» **Brief**
Please restate, exactly as written, the lines running from the beginning of the material through the line that has "locate evergreen tree, a point per instance." in it.

» **Entries provided**

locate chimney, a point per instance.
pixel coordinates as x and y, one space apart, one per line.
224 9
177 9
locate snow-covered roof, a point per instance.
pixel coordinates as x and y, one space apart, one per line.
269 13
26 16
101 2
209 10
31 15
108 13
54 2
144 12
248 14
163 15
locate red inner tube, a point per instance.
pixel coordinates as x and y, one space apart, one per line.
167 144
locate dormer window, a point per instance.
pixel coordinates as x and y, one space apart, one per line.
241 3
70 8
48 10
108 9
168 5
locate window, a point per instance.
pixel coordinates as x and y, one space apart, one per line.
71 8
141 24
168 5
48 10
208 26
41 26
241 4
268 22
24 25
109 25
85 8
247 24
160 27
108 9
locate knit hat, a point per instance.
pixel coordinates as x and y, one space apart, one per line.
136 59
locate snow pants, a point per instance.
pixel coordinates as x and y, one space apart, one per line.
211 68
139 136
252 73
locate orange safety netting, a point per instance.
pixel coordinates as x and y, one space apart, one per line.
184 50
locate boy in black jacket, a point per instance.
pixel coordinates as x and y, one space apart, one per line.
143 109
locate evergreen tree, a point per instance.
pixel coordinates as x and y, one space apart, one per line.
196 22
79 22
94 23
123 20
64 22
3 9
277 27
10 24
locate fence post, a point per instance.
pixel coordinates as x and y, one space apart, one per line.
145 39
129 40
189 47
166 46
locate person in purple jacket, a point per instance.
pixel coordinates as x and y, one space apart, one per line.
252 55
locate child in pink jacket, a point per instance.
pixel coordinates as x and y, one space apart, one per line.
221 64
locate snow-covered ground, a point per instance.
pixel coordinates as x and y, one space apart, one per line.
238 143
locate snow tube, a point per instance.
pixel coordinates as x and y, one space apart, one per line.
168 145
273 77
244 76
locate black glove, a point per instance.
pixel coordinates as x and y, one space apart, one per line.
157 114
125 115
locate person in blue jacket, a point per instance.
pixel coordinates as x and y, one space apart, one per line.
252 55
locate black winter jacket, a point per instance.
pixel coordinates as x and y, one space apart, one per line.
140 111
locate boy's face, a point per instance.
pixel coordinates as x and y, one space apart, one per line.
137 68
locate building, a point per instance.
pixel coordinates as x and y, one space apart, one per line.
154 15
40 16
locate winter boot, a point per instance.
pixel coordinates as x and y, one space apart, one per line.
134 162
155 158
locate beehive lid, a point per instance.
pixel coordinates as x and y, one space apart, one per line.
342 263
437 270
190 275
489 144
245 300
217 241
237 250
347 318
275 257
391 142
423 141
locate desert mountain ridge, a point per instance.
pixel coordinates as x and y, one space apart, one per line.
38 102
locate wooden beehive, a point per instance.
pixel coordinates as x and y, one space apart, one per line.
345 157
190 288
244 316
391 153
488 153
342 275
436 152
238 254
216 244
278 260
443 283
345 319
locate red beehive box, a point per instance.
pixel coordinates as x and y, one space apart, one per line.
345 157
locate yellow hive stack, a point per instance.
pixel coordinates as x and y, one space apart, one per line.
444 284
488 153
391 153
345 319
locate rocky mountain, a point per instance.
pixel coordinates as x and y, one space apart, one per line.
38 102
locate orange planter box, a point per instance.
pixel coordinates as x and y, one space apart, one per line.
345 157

» **Solution**
locate chimney, a point per instance.
pixel coordinates as x and y, one space apart, one per line.
224 9
177 9
locate snow-covered roof, a point per instance.
pixel coordinates as x and y, one space apart, one per line.
269 13
26 16
101 2
209 10
31 15
108 13
54 2
144 12
248 14
163 15
locate red inner tube, a point per instance.
pixel coordinates as x and y, one space apart, one per line.
167 144
locate dormer window, a point per instance.
pixel coordinates as x and y, one space apart, one per line.
241 3
70 8
48 10
108 9
168 5
locate window, a point per instance.
pixel coordinates as x and y, one space apart, one per line.
71 8
141 24
168 5
48 10
208 26
41 26
241 4
268 22
24 25
109 25
85 8
247 24
160 27
108 9
locate knit hat, a point per instance.
pixel coordinates as x and y, one space apart, one per line.
136 59
locate snow pants, a point per instance.
pixel coordinates as x and y, one space apart, one per line.
211 68
139 136
252 73
locate orange safety netting, a point per instance.
pixel coordinates as x and y, one space apart, one per line.
184 50
locate boy in black jacket, a point per instance.
pixel coordinates as x and y, one space apart, one per line.
143 109
locate evergreen tree, a point per instance.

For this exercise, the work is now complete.